TASK STATEMENT: Find "Phrase: cherry stem" in the data, then restate the line it sits in and every later line word for word, ending with the last line.

RECORDS FOR THE TASK:
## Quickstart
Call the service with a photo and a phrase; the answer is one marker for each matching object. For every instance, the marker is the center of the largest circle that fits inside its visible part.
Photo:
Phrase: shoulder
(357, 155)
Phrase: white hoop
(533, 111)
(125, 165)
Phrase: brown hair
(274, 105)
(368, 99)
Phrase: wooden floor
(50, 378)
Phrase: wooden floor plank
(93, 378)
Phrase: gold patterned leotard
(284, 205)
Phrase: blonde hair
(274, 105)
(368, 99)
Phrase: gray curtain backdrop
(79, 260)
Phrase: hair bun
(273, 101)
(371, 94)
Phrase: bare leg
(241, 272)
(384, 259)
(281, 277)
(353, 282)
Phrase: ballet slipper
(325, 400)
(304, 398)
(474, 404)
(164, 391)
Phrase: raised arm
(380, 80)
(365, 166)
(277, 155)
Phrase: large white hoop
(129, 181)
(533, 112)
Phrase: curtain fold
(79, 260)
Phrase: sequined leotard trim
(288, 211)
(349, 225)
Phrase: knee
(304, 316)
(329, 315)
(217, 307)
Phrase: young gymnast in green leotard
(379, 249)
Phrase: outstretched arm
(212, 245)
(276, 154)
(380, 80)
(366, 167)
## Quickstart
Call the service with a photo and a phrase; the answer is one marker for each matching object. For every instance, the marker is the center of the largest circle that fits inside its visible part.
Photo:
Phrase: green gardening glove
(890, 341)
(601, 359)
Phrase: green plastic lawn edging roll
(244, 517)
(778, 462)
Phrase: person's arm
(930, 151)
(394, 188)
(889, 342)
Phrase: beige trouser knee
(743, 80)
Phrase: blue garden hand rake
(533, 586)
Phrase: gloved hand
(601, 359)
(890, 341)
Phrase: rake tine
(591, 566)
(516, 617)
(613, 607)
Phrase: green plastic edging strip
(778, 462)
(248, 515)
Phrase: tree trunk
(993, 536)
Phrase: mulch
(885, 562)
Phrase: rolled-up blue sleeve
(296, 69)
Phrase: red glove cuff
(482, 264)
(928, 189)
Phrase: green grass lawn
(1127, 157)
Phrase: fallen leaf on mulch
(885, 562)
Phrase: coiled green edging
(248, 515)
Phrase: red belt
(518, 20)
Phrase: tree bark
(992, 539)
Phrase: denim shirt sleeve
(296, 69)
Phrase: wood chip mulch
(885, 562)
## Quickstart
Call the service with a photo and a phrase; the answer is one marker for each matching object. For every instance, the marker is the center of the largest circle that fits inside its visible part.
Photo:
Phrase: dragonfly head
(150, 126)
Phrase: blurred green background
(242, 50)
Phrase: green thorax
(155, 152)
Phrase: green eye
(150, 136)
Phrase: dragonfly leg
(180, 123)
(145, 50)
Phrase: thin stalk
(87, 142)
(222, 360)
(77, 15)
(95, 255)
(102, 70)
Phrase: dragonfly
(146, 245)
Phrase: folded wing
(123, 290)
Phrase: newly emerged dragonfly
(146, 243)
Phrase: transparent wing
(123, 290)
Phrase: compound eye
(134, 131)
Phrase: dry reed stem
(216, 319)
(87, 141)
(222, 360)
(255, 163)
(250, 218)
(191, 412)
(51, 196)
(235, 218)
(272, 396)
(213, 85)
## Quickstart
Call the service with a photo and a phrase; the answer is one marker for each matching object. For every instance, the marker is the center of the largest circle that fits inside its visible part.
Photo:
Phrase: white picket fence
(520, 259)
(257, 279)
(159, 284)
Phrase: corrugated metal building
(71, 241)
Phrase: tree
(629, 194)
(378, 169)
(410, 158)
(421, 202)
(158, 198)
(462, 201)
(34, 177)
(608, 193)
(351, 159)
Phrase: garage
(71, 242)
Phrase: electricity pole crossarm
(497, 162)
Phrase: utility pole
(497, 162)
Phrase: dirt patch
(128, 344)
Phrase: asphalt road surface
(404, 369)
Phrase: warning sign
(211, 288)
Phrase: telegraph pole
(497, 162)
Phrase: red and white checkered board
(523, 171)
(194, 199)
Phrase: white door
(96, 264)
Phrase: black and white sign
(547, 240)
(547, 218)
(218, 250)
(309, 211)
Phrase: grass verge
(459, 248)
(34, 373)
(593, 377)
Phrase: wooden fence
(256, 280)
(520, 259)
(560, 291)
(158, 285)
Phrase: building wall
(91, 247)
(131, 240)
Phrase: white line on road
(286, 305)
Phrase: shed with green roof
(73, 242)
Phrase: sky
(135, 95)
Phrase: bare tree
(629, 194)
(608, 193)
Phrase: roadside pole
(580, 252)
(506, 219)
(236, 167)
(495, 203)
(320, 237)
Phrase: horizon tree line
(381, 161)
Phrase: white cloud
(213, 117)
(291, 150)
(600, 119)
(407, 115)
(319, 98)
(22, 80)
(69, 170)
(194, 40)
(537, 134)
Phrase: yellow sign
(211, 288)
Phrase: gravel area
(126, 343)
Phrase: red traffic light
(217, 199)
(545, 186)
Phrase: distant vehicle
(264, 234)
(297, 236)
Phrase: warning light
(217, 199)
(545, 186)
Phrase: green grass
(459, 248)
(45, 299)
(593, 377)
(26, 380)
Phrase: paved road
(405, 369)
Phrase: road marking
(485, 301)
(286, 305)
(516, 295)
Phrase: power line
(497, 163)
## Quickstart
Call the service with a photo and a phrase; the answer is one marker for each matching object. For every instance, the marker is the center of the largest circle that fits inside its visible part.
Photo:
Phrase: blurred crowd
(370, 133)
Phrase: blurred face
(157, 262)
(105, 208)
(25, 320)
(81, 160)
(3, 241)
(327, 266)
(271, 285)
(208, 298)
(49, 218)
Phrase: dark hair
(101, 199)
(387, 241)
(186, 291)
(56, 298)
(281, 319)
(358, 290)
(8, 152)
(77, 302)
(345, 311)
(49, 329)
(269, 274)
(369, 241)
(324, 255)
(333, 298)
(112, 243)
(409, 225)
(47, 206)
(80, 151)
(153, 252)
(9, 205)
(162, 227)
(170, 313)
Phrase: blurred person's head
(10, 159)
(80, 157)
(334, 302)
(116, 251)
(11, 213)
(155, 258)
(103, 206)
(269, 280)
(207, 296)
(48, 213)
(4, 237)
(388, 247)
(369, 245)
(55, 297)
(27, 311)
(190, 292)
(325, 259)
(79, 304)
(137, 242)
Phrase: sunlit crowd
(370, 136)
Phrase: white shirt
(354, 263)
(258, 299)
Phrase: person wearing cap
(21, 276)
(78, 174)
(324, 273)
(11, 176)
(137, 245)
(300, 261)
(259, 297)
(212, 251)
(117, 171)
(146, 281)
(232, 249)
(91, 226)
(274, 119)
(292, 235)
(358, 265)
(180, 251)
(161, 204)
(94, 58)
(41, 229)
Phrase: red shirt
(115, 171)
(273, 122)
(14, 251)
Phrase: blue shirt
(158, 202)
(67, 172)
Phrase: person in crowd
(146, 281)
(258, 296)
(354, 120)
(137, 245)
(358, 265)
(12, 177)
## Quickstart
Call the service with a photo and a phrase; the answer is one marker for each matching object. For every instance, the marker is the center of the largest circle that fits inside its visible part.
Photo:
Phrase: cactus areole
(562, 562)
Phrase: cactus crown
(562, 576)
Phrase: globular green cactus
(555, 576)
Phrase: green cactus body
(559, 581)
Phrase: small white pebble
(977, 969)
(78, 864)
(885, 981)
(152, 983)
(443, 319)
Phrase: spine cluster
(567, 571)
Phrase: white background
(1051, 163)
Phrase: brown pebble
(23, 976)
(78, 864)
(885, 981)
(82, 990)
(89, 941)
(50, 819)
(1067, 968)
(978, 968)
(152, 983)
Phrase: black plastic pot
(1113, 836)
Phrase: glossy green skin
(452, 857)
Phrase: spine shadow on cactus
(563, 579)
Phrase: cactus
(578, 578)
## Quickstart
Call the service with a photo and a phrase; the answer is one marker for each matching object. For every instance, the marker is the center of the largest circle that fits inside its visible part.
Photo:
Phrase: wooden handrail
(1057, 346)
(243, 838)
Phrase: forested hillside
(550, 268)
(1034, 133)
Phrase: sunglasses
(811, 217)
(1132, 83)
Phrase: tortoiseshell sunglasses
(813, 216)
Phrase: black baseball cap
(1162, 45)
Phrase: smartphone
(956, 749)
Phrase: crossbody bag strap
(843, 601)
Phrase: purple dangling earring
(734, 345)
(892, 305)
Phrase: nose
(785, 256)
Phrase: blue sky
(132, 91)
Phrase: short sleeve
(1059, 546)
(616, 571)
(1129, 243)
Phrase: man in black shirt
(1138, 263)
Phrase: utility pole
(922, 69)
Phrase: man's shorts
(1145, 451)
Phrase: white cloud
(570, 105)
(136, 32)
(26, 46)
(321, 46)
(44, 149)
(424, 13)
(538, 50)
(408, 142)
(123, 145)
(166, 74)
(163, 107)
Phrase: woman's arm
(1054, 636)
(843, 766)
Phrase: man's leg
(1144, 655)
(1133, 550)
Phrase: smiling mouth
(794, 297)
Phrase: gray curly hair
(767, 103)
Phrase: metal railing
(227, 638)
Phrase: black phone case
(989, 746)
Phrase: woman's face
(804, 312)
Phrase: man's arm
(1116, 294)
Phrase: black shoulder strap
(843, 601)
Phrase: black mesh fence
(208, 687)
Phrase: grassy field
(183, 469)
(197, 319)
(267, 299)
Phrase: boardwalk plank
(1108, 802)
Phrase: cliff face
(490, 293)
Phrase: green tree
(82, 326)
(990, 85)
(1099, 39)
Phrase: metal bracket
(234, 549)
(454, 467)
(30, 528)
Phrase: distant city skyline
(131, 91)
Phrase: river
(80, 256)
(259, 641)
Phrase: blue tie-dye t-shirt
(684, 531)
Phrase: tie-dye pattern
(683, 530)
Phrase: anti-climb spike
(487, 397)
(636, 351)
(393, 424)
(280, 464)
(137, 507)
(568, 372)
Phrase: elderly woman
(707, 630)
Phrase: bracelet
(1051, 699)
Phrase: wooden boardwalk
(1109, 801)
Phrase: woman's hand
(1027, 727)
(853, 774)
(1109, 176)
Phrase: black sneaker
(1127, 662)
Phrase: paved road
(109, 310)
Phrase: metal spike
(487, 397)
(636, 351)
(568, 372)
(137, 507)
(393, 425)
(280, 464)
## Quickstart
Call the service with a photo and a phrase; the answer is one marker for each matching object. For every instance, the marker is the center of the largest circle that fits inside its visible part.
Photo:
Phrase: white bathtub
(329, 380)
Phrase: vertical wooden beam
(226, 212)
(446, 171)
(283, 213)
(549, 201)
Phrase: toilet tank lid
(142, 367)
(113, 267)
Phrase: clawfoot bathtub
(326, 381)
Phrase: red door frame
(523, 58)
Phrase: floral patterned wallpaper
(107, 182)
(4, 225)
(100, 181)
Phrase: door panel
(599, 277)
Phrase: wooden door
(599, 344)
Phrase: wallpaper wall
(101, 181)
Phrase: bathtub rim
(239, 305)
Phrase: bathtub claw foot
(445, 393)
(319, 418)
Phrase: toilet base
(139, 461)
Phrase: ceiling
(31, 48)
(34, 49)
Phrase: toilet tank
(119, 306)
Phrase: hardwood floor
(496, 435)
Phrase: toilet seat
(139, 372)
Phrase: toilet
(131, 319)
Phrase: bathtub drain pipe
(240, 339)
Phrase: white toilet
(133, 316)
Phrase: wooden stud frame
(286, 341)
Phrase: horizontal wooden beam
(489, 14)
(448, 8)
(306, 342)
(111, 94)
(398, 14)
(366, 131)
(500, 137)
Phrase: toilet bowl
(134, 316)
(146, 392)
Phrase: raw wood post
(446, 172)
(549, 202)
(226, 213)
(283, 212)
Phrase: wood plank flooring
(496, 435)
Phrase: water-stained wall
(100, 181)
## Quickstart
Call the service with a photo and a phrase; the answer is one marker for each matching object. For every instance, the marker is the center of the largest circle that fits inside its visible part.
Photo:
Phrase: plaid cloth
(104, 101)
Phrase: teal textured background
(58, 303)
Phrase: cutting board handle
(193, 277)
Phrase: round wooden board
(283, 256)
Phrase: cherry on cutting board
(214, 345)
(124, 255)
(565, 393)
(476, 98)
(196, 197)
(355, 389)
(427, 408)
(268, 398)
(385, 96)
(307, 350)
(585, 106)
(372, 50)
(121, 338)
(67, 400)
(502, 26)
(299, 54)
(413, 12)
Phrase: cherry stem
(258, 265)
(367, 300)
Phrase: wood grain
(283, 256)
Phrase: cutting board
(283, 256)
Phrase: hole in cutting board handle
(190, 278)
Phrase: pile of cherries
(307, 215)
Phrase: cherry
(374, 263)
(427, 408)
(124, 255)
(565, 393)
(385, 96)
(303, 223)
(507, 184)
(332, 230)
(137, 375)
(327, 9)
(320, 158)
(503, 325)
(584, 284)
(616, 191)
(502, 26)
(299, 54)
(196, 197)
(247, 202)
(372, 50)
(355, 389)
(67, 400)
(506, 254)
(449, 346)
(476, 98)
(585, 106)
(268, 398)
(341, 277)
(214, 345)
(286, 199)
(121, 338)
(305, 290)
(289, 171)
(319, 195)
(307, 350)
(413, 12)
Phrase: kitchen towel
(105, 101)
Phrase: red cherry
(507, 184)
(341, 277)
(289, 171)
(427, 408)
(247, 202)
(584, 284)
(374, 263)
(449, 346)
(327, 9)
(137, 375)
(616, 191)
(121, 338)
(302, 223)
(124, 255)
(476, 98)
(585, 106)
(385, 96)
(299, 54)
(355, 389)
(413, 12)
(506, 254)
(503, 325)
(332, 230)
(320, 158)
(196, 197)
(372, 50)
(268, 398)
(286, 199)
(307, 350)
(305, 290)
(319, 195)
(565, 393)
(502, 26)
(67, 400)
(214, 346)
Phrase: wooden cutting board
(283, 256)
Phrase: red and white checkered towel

OUTPUT OF THE TASK:
Phrase: cherry stem
(258, 265)
(367, 300)
Phrase: wood grain
(283, 256)
Phrase: cutting board
(283, 256)
Phrase: hole in cutting board handle
(190, 278)
Phrase: pile of cherries
(307, 215)
Phrase: cherry
(374, 263)
(427, 408)
(124, 255)
(565, 393)
(385, 96)
(303, 223)
(507, 184)
(332, 230)
(137, 375)
(327, 9)
(320, 158)
(503, 325)
(584, 284)
(616, 191)
(502, 26)
(299, 54)
(196, 197)
(247, 202)
(372, 50)
(355, 389)
(67, 400)
(506, 254)
(449, 346)
(476, 98)
(585, 106)
(268, 398)
(341, 277)
(214, 345)
(286, 199)
(121, 338)
(305, 290)
(289, 171)
(319, 195)
(307, 350)
(413, 12)
Phrase: kitchen towel
(105, 101)
Phrase: red cherry
(507, 184)
(341, 277)
(289, 171)
(427, 408)
(247, 202)
(584, 284)
(374, 263)
(449, 346)
(327, 9)
(137, 375)
(616, 191)
(121, 338)
(302, 223)
(124, 255)
(476, 98)
(585, 106)
(385, 96)
(299, 54)
(355, 389)
(413, 12)
(506, 254)
(503, 325)
(332, 230)
(320, 158)
(196, 197)
(372, 50)
(268, 398)
(286, 199)
(307, 350)
(305, 290)
(319, 195)
(565, 393)
(502, 26)
(67, 400)
(214, 346)
Phrase: wooden cutting board
(283, 256)
Phrase: red and white checkered towel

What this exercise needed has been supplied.